═══ Extrait

Citations de chansons
Née en 1999, Emma Doude van Troostwijk a pris le parti d’une narration enfantine – phrases brèves, qui s’enchaînent avec fluidité, sans préciser qui parle, ruptures de langage, citations de chansons, gros plans et arrêts sur image, flashback vers l’enfance. Cette enfance, justement, est au coeur du récit. Comme si les acteurs de ce «drame» ne l’avaient jamais quittée, y revenaient sans cesse. Nourritures régressives, fêtes improvisées, rituels dérisoires et charmants. Pour la centième fois, on regarde Mary Poppins. On ressort les cassettes vidéo familiales, on joue au Memory, jeu cruel pour ces amnésiques. On se rappelle même «des souvenirs qui n’existent pas». Tout ce qui, dans ce naufrage, pourrait virer au pathos est transcendé avec légèreté, éclairé par une tendresse sans sentimentalisme. Il y a dans cette famille un amour vivace qui jamais ne se décourage.

══════
═══ Jeu de données

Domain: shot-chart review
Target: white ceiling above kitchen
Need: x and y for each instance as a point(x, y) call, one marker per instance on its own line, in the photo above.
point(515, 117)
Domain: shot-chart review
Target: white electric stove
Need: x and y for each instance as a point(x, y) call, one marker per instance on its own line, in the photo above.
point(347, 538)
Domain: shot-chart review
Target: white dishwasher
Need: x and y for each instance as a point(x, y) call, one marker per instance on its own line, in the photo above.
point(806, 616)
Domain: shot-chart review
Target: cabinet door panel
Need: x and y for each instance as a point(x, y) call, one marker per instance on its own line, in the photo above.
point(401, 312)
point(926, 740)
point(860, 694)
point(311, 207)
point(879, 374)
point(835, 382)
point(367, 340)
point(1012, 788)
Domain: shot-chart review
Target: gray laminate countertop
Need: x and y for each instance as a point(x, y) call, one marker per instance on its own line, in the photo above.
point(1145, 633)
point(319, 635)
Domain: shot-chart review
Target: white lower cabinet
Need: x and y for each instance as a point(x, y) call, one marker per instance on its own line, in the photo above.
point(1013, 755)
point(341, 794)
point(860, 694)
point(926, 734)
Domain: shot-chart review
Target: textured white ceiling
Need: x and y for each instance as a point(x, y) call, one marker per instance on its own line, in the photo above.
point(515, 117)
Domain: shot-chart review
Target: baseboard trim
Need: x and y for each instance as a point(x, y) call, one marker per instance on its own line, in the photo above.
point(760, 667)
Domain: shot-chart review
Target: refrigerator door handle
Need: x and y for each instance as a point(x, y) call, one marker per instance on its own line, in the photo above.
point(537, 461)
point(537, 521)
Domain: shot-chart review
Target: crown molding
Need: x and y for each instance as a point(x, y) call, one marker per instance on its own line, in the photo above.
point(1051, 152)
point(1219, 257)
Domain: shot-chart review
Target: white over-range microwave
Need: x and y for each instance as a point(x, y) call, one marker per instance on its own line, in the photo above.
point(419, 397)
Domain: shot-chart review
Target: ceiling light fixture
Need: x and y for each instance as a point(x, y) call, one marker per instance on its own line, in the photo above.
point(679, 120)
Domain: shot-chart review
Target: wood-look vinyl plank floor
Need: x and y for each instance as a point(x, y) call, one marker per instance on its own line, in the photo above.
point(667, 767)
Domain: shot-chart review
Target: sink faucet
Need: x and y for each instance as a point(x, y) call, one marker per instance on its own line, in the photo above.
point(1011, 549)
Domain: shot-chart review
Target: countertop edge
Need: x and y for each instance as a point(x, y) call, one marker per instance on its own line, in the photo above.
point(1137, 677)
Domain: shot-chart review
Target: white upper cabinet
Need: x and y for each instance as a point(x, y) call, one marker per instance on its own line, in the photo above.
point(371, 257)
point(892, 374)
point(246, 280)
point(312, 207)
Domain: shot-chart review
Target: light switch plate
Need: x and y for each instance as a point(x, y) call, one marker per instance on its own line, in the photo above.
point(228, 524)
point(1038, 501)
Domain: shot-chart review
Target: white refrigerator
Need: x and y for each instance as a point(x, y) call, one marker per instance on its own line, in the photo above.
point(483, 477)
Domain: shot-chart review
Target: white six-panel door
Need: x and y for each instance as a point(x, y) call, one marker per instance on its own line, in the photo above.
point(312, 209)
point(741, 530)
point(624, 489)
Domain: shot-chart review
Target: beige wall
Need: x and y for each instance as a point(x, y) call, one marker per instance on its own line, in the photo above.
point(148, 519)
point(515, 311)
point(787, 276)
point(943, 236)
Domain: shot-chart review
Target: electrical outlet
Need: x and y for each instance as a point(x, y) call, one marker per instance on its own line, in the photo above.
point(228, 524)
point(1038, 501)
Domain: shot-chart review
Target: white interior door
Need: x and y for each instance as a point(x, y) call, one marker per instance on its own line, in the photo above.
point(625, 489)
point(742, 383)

══════

* [Consignes]
1/ Modifiez le listing, du début jusqu'à la ligne contenant « point(319, 635) » incluse, en remplaçant « white dishwasher » par « stainless steel dishwasher ». Le reste ne doit pas changer.
2/ Prolongez l'extrait sur le récit d'Emma Doude van Troostwijk à partir de sa dernière phrase.

* [Réponses par consigne]
1/
Domain: shot-chart review
Target: white ceiling above kitchen
Need: x and y for each instance as a point(x, y) call, one marker per instance on its own line, in the photo above.
point(515, 117)
Domain: shot-chart review
Target: white electric stove
Need: x and y for each instance as a point(x, y) call, one marker per instance on its own line, in the photo above.
point(347, 538)
Domain: shot-chart review
Target: stainless steel dishwasher
Need: x and y for each instance as a point(x, y) call, one marker per instance on its own line, in the photo above.
point(806, 616)
Domain: shot-chart review
Target: cabinet door panel
Need: x and y for each instance as a point(x, y) call, one marker per instance on its own line, in the photo above.
point(401, 312)
point(926, 740)
point(860, 694)
point(311, 207)
point(879, 374)
point(835, 382)
point(367, 340)
point(1012, 788)
Domain: shot-chart review
Target: gray laminate countertop
Need: x and y for each instance as a point(x, y) call, one marker per instance on its own line, in the photo above.
point(1145, 633)
point(319, 635)

2/
Trente ans auparavant, les parents sont venus des Pays-Bas s’occuper de ce presbytère largement déserté par les fidèles. Les grands-parents les ont rejoints. Le bilinguisme est omniprésent, ajoutant à la musicalité d’un récit qui tient de la comptine. Les expressions sont prises au pied de la lettre. «Il ne faudrait pas dire nature morte. Il faudrait dire vie silencieuse. Stilleven.»
Et quand le français dit un pensebête, «le néerlandais dit un appui mémoire. Een geheugensteuntje.»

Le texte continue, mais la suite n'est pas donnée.